*** Opening of MATERIAL SHOWN ***

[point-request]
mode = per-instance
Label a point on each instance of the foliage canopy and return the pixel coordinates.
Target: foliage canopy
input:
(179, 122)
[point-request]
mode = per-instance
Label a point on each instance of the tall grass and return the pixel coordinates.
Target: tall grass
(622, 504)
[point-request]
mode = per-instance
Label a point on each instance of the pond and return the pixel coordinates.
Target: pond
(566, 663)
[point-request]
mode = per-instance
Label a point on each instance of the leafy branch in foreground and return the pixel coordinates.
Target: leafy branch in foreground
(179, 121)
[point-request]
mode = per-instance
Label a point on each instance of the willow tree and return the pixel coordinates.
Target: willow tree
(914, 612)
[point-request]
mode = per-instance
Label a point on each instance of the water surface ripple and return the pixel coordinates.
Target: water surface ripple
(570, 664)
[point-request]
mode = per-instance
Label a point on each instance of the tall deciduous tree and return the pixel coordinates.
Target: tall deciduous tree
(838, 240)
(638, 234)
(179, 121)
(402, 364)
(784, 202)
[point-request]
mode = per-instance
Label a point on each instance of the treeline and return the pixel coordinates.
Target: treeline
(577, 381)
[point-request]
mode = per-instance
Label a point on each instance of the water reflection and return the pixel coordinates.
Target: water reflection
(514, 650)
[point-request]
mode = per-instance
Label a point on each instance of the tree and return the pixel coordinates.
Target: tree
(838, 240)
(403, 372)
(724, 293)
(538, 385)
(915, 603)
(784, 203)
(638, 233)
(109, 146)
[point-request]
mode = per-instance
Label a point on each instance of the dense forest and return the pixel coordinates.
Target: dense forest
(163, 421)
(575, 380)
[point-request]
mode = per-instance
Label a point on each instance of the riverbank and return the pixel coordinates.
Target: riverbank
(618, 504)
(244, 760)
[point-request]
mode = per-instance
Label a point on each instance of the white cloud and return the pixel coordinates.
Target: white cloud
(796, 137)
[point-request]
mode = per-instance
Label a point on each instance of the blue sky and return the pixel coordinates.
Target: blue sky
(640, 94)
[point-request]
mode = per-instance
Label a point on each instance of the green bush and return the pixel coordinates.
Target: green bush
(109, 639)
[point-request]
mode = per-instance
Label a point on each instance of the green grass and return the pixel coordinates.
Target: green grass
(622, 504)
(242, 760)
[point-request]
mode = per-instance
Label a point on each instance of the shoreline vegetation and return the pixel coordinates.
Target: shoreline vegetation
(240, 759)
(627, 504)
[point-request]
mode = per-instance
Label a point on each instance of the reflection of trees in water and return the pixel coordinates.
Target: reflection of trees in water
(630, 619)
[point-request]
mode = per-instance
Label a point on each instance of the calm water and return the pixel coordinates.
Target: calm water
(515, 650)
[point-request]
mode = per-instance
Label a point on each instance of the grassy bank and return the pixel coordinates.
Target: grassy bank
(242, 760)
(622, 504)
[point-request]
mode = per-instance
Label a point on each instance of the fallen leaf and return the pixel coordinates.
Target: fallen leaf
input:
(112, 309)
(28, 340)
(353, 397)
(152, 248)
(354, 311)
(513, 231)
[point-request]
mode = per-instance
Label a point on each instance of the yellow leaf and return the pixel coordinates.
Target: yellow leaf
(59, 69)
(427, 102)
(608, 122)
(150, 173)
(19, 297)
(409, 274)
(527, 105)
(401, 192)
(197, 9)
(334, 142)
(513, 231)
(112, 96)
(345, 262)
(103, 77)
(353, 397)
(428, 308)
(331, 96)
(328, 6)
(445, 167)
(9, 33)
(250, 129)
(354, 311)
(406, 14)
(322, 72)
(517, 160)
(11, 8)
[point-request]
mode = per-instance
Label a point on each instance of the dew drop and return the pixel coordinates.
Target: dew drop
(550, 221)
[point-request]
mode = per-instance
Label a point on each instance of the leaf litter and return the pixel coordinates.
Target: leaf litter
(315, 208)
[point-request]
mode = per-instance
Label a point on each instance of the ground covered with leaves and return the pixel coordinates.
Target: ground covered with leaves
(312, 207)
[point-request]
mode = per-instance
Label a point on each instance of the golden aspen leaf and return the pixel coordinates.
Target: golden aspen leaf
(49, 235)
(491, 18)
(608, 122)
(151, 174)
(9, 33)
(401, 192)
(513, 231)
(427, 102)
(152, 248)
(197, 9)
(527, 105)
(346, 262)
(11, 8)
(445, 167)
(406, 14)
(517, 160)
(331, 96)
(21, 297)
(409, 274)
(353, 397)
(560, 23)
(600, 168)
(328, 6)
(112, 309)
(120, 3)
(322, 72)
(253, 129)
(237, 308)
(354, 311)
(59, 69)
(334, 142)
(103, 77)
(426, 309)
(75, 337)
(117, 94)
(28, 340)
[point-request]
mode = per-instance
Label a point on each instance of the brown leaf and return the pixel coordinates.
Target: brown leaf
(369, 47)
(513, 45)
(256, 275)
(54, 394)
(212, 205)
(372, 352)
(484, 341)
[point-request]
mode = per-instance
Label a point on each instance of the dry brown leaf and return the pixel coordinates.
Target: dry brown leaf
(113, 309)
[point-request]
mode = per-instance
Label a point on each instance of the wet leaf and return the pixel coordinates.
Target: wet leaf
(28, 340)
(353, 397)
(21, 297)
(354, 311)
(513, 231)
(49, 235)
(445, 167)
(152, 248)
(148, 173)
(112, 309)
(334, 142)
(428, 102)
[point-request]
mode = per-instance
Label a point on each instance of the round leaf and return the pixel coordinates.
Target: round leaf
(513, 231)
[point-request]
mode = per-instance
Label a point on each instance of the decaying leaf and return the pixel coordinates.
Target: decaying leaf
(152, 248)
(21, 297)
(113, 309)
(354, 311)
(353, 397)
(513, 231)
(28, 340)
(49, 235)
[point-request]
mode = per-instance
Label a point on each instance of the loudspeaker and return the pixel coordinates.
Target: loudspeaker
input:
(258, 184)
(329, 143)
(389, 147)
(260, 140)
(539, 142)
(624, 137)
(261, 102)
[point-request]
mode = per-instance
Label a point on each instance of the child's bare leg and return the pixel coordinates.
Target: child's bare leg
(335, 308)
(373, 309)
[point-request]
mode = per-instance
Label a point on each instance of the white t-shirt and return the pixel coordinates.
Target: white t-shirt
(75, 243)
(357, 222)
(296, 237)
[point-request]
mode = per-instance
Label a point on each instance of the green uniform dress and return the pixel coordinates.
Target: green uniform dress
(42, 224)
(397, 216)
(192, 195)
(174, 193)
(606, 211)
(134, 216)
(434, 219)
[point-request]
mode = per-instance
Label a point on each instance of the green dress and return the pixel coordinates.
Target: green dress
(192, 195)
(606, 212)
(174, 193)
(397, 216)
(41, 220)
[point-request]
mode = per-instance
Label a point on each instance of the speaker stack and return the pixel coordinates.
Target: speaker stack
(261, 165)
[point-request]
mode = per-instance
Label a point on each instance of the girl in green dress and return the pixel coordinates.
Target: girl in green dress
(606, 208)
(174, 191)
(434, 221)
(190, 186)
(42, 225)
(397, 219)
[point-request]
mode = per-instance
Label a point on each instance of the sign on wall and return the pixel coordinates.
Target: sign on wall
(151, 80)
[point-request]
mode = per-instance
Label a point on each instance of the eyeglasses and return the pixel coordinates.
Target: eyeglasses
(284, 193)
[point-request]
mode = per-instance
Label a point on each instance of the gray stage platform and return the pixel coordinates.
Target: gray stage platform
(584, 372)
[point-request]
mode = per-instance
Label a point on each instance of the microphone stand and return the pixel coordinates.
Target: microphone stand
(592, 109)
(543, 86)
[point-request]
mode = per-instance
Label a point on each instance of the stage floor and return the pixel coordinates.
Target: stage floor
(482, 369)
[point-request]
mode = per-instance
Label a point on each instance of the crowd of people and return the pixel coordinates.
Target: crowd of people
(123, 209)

*** Close of MATERIAL SHOWN ***

Return the listing. Match it exactly.

[point-request]
mode = per-instance
Label a point on each instance of the foliage canopy and return the pixel coordinates.
Target: foliage canopy
input:
(179, 122)
[point-request]
mode = per-instance
Label a point on each instance of the tall grass and return the pixel coordinates.
Target: tall grass
(622, 504)
[point-request]
mode = per-instance
Label a point on each instance of the pond and return the pixel coordinates.
Target: pond
(566, 663)
[point-request]
mode = per-instance
Label a point on each instance of the leafy branch in foreground and return the pixel coordinates.
Target: leafy branch in foreground
(179, 121)
[point-request]
mode = per-instance
Label a point on each instance of the willow tree and return the pixel coordinates.
Target: willow tree
(914, 612)
[point-request]
mode = per-instance
Label a point on each instance of the water surface ripple and return the pixel coordinates.
Target: water surface ripple
(570, 664)
[point-request]
mode = per-instance
Label a point on each instance of the tall deciduous tree and return the pixel coordinates.
Target: tall deciduous tree
(838, 240)
(638, 234)
(179, 121)
(402, 364)
(784, 202)
[point-request]
mode = per-instance
Label a point on each instance of the treeline and return the pixel coordinates.
Target: treeline
(577, 381)
[point-request]
mode = per-instance
Label a point on each instance of the water reflection and return the pixel coordinates.
Target: water reflection
(514, 650)
[point-request]
mode = per-instance
Label a point on each instance of the tree and return the pixel coordinates.
Target: tree
(838, 240)
(403, 372)
(724, 293)
(538, 385)
(915, 603)
(784, 203)
(638, 233)
(109, 146)
[point-request]
mode = per-instance
Label a point on each instance of the dense forest and return the pixel coordinates.
Target: dense forest
(163, 421)
(575, 380)
[point-request]
mode = per-instance
Label a point on each instance of the riverbank and return the pixel coordinates.
Target: riverbank
(618, 504)
(244, 760)
[point-request]
mode = per-instance
Label a point on each instance of the white cloud and return the pixel coordinates.
Target: white cloud
(796, 137)
[point-request]
mode = per-instance
Label a point on each instance of the blue sky and return the pixel coordinates.
Target: blue sky
(640, 94)
[point-request]
mode = per-instance
Label a point on each instance of the green bush and return the pixel coordinates.
Target: green bush
(109, 639)
[point-request]
mode = per-instance
Label a point on each instance of the green grass and return the pixel coordinates.
Target: green grass
(622, 504)
(242, 760)
[point-request]
mode = per-instance
Label a point on each instance of the shoreline vegetation and return the pixel coordinates.
Target: shoreline vegetation
(240, 759)
(627, 504)
[point-request]
mode = per-instance
Label a point on each instance of the reflection of trees in water and return the pixel coordinates.
Target: reflection of trees in water
(630, 619)
[point-request]
mode = per-instance
Label a point on each instance of the calm water and return the pixel coordinates.
Target: calm water
(515, 650)
[point-request]
mode = per-instance
Label a point on each instance of the grassy bank and return the pixel coordinates.
Target: grassy bank
(242, 760)
(622, 504)
[point-request]
mode = per-instance
Label a point on each instance of the fallen leaf and return the pixel coordinates.
Target: fallen leaf
input:
(112, 309)
(28, 340)
(353, 397)
(152, 248)
(354, 311)
(513, 231)
[point-request]
mode = per-instance
Label a point on each instance of the yellow leaf and return the pixel coordinates.
Target: yellow leaf
(59, 69)
(427, 102)
(608, 122)
(150, 173)
(19, 297)
(409, 274)
(527, 105)
(401, 192)
(197, 9)
(334, 142)
(513, 231)
(112, 96)
(345, 262)
(103, 77)
(353, 397)
(428, 308)
(331, 96)
(328, 6)
(445, 167)
(9, 33)
(250, 129)
(354, 311)
(406, 14)
(322, 72)
(517, 160)
(11, 8)
[point-request]
mode = per-instance
Label a point on each instance of the dew drop and return the pixel coordinates.
Target: dew drop
(550, 221)
[point-request]
mode = per-instance
Label a point on each instance of the leaf litter and return the pixel coordinates.
Target: leaf litter
(315, 208)
[point-request]
mode = per-instance
Label a point on each instance of the ground covered with leaves and return the pixel coordinates.
Target: ground covered with leaves
(312, 207)
[point-request]
mode = per-instance
Label a point on each instance of the golden aspen leaf and return the pixel coordinates.
Target: golden aspen leaf
(49, 235)
(491, 18)
(608, 122)
(151, 174)
(9, 33)
(401, 192)
(513, 231)
(427, 102)
(152, 248)
(197, 9)
(527, 105)
(346, 262)
(11, 8)
(445, 167)
(406, 14)
(517, 160)
(331, 96)
(21, 297)
(409, 274)
(353, 397)
(560, 23)
(600, 168)
(328, 6)
(112, 309)
(120, 3)
(322, 72)
(253, 129)
(237, 308)
(354, 311)
(59, 69)
(334, 142)
(103, 77)
(426, 309)
(75, 337)
(117, 94)
(28, 340)
[point-request]
mode = per-instance
Label a point on each instance of the brown leaf and return the pixel coordinates.
Target: brown leaf
(369, 47)
(513, 45)
(256, 275)
(54, 394)
(212, 205)
(372, 352)
(484, 341)
[point-request]
mode = per-instance
Label a point on each instance of the dry brown leaf and return the pixel coordinates.
Target: dry brown leaf
(113, 309)
[point-request]
mode = per-instance
Label a point on each instance of the wet leaf and return the pixel coordinates.
Target: wet leaf
(28, 340)
(353, 397)
(21, 297)
(354, 311)
(513, 231)
(49, 235)
(445, 167)
(152, 248)
(148, 173)
(112, 309)
(334, 142)
(428, 102)
[point-request]
mode = per-instance
Label a point on each instance of the round leaf and return the pixel coordinates.
Target: round leaf
(513, 231)
[point-request]
mode = per-instance
Label a point on each instance of the decaying leaf and return the pixel coordinates.
Target: decaying leaf
(152, 248)
(21, 297)
(113, 309)
(354, 311)
(353, 397)
(513, 231)
(28, 340)
(49, 235)
[point-request]
mode = per-instance
Label a point on each instance of the loudspeaker and return the pixel coordinates.
Target: loudspeaker
input:
(258, 184)
(329, 143)
(389, 147)
(260, 140)
(539, 142)
(624, 137)
(261, 102)
[point-request]
mode = per-instance
Label a point on each instance of the child's bare leg and return the pixel coordinates.
Target: child's bare leg
(335, 308)
(373, 309)
[point-request]
mode = per-instance
Label a point on each instance of the white t-shirt and return the pixel coordinates.
Target: white t-shirt
(75, 243)
(357, 222)
(296, 237)
[point-request]
mode = per-instance
Label a point on each instance of the green uniform dress and return the pixel coordinates.
Target: green uniform dress
(42, 224)
(397, 216)
(192, 195)
(174, 193)
(606, 211)
(134, 216)
(434, 219)
[point-request]
mode = per-instance
Label a point on each instance of the green dress and return the pixel coordinates.
Target: green dress
(192, 195)
(606, 212)
(174, 193)
(397, 216)
(41, 220)
[point-request]
mode = per-instance
Label a point on each instance of the speaker stack and return the pixel coordinates.
Target: speaker stack
(261, 165)
[point-request]
mode = per-instance
Label a point on each instance of the girl in green dress and return the pixel coordinates.
Target: girl in green dress
(606, 208)
(174, 191)
(434, 221)
(190, 186)
(42, 225)
(397, 219)
[point-request]
mode = per-instance
Label a point on each instance of the sign on wall and return the pixel coordinates.
Target: sign on wall
(151, 80)
[point-request]
mode = per-instance
Label a point on each instance of the eyeglasses and return the pixel coordinates.
Target: eyeglasses
(284, 193)
[point-request]
mode = per-instance
Label a point on each instance of the gray stage platform and return the pixel coordinates.
Target: gray stage platform
(584, 372)
[point-request]
mode = per-instance
Label a point on each instance of the microphone stand and return the pixel coordinates.
Target: microphone stand
(592, 109)
(543, 86)
[point-request]
mode = per-instance
Label a point on each instance of the stage floor and return the pixel coordinates.
Target: stage floor
(482, 369)
[point-request]
mode = per-instance
Label a point on each instance of the crowd of people and return the pixel coordinates.
Target: crowd of people
(123, 209)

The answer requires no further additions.